**DIRECTIVE A**
Duplicate the part of the forum post about the Paul Jobin watch that starts at the words "3) Value - and" and ends after "Now, the watches.......".

**SELECTED EXCERPT**
>> start

# Paul Jobin - Porrentruy



## Tim.C (Jun 17, 2017)

*****
5 threads that will start the same, but have different watches in them.
I thought it better to separate them so that it is simpler to follow and can have a more accurate subject, and so help people searching in the future - I know it helps me when I am searching.
*****

Hi all

Been having a look around the forum for a few weeks and decided it was about time I actually registered and posted.

I've recently found that I'm quite interested in watches, it's nice to see some history or other factor that makes them not 'just another watch'.

Anyway, I've dug out my late father's watches to see if there was anything of interest and have been doing a bit of research. I have found that they are more of interest than any value (which I think is actually a good thing in a lot of ways), however I'm keen to find out as much as possible about them, and so thought I would ask you guys for some help.

Yes, I have done the obligatory searching first  but looking for more specific info if possible.

What I would lilke to know;

1) Date - an obvious one, we all like to know how old/new things are.
2) Where they were made/assembled - I've already found that one is from Sheffield, my families home town.
3) Value - and by this I just mean worth something significant or not - I have 2 brothers, and if there is any value here the would have to be some 'discussions' beyond those of 'do you mind if I have Dad's old watches?' 
4) Are they worth / do they need servicing, restoring, fixing etc.

...and any other things you may think relevant.

Thanks in advance for any help.

Now, the watches.......

*************************************************************************************************************************************************

Paul Jobin - Porrentruy - Waterproof - 17 Jewels - Incabloc - on the back is the same info, plus a 3 digit (serial?) number
(I'm not posting anything that looks like a serial number, just in case I later realise it's a stupid thing to do!)

This runs and keep approx time - though again i haven't checked it specifically.
If left running it does seem to stop too soon, and then start again as soon as picked up.

I don't know of the strap being changed - it could be original.



********************************************************************************************************************************************************

I have more watches, but not really of interest here - all battery driven - a couple of Suunto, and some more cheapy ones - though now everyone is going retro, they may be coming of interest again.

Again, thanks for any help.

Thanks
Tim.C


----------

>> end

**RAW RECORDS**
>> start

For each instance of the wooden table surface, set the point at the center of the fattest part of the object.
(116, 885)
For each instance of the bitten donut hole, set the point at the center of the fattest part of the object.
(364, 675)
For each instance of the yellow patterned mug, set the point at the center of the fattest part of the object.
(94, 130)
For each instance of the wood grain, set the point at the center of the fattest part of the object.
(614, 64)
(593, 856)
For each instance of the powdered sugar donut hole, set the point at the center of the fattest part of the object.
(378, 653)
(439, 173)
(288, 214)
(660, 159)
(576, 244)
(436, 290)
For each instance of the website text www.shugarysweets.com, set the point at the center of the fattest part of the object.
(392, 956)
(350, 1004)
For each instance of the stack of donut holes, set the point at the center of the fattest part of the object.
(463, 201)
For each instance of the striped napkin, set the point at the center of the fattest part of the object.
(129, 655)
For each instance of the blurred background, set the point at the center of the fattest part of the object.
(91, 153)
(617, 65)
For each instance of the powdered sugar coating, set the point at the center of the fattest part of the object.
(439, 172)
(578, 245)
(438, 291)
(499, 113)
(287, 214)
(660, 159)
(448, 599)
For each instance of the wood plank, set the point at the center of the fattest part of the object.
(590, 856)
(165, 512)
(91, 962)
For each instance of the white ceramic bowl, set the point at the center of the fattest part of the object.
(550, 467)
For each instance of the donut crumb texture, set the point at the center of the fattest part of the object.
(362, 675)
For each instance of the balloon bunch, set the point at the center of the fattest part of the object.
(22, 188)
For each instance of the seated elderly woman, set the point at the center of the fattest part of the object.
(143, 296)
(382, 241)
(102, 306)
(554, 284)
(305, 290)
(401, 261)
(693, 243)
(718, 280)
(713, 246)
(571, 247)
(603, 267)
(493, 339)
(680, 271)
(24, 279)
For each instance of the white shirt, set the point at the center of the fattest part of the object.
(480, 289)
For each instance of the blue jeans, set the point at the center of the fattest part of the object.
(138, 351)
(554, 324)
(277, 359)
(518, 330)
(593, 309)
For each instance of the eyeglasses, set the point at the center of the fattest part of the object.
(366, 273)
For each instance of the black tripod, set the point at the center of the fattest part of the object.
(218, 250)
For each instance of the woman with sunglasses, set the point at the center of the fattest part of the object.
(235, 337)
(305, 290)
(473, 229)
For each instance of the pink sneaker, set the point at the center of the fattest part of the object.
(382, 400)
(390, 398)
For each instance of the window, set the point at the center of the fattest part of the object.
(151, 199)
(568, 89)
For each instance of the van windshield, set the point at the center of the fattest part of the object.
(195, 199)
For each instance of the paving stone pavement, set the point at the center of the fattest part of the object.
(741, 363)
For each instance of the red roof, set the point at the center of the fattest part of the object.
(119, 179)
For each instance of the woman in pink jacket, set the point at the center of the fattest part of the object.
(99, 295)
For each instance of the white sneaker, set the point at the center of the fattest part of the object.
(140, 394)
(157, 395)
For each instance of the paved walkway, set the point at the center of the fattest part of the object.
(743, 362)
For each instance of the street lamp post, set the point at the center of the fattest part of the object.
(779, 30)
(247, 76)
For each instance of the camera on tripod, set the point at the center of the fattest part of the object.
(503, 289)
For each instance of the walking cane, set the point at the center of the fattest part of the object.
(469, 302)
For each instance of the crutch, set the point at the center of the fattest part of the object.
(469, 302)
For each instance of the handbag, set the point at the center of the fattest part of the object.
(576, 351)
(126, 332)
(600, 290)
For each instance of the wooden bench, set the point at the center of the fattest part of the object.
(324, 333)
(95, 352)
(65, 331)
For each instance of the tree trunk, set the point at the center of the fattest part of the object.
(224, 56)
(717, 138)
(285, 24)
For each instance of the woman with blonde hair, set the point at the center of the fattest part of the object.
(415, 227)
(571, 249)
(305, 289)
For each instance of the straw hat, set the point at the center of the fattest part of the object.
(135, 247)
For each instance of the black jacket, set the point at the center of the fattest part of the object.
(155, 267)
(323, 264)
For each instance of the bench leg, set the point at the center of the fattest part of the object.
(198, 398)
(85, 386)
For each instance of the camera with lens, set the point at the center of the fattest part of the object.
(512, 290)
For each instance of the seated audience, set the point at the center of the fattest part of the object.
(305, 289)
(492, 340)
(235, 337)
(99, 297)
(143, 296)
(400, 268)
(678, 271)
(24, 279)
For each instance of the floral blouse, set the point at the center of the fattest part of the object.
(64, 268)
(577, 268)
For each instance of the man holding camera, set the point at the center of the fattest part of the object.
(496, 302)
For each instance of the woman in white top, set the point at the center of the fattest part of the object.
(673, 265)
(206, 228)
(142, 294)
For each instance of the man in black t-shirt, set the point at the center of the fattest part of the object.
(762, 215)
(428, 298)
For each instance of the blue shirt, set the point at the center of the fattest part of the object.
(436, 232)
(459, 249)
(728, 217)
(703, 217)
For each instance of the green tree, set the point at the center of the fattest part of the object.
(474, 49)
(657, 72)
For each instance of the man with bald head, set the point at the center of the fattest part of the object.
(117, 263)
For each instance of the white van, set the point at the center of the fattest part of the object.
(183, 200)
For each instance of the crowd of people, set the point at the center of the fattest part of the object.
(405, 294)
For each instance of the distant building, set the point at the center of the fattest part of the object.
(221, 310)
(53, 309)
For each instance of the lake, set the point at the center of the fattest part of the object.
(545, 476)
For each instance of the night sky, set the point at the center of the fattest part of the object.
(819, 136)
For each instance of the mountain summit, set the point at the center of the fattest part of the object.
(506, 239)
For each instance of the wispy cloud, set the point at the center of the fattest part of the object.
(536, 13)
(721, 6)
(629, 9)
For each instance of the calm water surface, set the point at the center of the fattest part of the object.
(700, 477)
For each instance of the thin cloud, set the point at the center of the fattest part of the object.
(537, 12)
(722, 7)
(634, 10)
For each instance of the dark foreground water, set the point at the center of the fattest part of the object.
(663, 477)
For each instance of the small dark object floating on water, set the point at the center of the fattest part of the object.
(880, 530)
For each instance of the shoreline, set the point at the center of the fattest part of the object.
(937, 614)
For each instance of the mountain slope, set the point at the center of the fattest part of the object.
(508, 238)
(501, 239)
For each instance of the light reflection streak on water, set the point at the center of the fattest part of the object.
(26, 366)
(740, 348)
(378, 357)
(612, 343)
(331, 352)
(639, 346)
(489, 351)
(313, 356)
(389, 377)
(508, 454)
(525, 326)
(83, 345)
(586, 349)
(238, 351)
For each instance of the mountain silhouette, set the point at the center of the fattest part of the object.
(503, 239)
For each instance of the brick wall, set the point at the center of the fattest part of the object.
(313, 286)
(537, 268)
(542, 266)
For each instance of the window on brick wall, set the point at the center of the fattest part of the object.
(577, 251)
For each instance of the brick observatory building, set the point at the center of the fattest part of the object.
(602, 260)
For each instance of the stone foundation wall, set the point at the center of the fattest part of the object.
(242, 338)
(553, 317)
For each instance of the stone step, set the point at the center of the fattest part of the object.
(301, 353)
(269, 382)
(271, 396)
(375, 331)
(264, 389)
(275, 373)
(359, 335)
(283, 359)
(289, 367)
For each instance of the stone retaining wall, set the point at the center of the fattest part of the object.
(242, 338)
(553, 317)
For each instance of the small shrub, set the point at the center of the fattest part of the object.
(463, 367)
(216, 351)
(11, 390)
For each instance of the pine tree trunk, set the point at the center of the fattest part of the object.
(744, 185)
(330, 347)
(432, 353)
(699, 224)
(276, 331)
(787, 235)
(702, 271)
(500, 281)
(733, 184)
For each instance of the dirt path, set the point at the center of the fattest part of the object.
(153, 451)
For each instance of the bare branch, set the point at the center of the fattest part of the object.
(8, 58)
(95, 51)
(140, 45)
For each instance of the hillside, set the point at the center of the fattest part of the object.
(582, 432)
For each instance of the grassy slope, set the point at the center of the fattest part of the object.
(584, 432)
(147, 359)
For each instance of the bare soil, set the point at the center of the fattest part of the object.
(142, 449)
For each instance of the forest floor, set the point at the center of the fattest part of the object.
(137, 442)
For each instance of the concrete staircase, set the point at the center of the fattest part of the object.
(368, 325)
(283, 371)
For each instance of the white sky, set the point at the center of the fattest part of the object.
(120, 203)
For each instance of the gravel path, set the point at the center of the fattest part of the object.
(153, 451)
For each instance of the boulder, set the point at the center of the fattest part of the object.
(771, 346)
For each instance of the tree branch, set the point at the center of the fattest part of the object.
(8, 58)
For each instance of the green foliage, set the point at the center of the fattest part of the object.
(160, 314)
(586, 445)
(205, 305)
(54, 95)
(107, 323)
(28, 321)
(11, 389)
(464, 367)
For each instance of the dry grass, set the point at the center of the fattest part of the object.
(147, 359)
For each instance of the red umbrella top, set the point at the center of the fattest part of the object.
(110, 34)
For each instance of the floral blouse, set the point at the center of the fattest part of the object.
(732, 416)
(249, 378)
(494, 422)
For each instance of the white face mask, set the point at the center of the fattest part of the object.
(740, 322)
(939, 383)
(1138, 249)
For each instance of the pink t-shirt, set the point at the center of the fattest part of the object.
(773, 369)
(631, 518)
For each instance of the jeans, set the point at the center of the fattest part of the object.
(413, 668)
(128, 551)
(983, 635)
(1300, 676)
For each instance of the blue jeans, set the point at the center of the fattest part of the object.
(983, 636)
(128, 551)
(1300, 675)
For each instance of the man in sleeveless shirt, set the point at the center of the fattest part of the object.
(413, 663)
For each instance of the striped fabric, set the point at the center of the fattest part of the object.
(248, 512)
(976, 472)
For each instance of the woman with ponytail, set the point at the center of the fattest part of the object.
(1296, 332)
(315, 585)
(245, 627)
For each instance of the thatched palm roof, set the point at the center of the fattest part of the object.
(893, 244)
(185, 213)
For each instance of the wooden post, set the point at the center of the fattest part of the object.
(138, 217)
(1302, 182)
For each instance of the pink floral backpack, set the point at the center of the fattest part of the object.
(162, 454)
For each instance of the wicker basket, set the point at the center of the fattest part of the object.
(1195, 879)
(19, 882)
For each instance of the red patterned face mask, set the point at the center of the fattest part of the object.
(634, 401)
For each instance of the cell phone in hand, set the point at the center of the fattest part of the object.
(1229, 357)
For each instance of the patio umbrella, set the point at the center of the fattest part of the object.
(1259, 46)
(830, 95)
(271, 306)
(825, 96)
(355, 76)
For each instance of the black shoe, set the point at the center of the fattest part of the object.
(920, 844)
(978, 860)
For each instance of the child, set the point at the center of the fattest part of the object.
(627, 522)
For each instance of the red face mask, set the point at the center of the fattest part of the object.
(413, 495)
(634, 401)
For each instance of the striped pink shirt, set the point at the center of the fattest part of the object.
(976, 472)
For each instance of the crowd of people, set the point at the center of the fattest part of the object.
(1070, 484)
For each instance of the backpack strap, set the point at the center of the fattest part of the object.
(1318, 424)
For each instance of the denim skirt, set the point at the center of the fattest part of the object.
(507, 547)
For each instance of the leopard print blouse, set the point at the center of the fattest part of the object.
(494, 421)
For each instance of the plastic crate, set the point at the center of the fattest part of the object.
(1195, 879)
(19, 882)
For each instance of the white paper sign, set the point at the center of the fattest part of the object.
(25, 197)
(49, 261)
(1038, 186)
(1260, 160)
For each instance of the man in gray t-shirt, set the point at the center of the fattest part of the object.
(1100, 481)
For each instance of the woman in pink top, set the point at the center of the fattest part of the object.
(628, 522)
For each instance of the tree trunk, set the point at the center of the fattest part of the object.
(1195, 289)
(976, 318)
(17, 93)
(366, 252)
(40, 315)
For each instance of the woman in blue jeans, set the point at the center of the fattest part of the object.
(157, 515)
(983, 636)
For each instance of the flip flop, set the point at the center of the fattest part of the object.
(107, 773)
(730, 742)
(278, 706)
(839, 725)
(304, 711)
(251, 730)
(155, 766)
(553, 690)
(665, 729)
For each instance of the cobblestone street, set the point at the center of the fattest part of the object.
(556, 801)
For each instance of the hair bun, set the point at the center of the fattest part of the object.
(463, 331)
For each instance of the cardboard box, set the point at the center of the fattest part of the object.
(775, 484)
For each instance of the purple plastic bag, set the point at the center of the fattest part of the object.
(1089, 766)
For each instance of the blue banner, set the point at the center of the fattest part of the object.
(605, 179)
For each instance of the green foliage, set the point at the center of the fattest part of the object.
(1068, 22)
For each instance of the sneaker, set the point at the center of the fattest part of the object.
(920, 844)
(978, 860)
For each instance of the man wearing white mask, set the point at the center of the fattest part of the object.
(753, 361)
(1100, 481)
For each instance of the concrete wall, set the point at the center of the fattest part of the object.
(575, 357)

>> end

**DIRECTIVE B**
From the entries above, filter out and list every line containing the string "patterned".

**FINAL ANSWER A**
3) Value - and by this I just mean worth something significant or not - I have 2 brothers, and if there is any value here the would have to be some 'discussions' beyond those of 'do you mind if I have Dad's old watches?' 
4) Are they worth / do they need servicing, restoring, fixing etc.

...and any other things you may think relevant.

Thanks in advance for any help.

Now, the watches.......

**FINAL ANSWER B**
For each instance of the yellow patterned mug, set the point at the center of the fattest part of the object.
For each instance of the red patterned face mask, set the point at the center of the fattest part of the object.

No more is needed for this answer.